Exercise directions ▸ Can you rewrite the material below, starting at the line containing "Is there any house" and ending at the line containing "[283, 76, 300, 90]", keeping every line, including those without coordinates, and shifting each bounding-box coordinate up by 140?

(Items listed in a dataset)
## Start

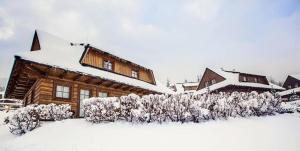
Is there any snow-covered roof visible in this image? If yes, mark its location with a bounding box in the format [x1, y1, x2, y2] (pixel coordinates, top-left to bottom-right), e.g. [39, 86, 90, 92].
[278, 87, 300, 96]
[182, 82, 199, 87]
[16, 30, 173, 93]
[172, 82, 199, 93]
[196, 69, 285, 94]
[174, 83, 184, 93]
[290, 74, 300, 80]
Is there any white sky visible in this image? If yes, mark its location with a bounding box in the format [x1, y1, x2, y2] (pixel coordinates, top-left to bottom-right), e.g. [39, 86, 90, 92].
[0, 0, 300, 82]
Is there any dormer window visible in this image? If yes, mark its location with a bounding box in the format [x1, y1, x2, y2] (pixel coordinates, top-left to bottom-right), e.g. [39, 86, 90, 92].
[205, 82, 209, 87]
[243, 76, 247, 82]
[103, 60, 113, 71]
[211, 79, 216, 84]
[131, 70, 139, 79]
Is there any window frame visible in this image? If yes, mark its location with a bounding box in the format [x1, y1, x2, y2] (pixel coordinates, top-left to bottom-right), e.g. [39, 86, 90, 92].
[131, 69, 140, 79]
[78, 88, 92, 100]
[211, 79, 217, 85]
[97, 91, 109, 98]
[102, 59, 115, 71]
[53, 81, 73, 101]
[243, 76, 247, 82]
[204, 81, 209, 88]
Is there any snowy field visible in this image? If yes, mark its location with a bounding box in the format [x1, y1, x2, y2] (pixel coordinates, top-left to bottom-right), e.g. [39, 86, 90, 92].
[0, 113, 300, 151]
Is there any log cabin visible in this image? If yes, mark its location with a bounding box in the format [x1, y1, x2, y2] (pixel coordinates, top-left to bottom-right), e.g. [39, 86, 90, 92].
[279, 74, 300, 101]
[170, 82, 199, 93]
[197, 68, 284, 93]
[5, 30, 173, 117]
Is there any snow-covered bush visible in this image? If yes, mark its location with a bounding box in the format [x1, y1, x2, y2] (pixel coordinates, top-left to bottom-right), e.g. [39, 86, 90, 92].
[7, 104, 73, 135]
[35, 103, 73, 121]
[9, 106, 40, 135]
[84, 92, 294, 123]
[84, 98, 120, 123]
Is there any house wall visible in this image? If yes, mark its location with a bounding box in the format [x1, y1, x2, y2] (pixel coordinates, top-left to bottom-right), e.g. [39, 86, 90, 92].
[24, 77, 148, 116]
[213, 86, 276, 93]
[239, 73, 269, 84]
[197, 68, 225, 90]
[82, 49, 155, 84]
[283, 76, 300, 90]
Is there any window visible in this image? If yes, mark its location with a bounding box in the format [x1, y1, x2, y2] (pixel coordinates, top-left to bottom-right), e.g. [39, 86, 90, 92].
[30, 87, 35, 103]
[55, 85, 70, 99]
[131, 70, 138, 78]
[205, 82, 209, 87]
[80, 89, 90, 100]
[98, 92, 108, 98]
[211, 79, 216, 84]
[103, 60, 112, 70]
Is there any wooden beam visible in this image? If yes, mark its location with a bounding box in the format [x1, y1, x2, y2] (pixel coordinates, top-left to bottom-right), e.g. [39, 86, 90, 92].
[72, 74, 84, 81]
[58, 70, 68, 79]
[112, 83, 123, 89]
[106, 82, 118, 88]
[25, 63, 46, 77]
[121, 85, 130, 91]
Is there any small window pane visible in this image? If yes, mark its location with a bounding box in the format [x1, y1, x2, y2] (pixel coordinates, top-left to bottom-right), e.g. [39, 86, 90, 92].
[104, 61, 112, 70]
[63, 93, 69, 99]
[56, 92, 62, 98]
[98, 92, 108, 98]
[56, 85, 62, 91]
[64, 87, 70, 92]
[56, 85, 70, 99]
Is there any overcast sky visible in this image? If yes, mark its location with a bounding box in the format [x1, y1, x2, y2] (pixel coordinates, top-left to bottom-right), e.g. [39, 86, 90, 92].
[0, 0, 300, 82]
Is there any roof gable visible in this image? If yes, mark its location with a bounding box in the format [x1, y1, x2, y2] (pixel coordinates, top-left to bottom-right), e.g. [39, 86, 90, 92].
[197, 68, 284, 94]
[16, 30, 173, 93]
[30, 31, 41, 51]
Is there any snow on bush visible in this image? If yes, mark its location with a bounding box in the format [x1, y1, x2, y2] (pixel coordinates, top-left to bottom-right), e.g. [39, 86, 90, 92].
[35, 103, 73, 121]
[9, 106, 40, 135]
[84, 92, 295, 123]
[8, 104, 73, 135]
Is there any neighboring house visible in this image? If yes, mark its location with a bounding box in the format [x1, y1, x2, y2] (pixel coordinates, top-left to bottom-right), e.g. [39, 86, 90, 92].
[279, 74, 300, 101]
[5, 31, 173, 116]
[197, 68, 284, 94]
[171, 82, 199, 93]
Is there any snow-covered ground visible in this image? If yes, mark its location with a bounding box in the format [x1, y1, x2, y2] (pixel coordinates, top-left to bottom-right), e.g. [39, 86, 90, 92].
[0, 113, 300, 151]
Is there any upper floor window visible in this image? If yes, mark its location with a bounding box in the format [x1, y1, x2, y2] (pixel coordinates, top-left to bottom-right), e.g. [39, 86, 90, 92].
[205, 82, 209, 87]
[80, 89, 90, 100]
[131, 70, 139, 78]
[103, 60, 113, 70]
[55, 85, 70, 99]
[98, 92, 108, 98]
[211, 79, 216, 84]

## End

Reply ▸
Is there any house wall visible in this image? If yes, mark its location with a bounding box in the format [x1, y1, x2, y2] (pixel coordinates, top-left to bottom-right), e.g. [39, 86, 90, 92].
[164, 217, 288, 256]
[353, 226, 416, 233]
[379, 213, 409, 224]
[337, 208, 365, 230]
[222, 189, 295, 224]
[423, 216, 440, 230]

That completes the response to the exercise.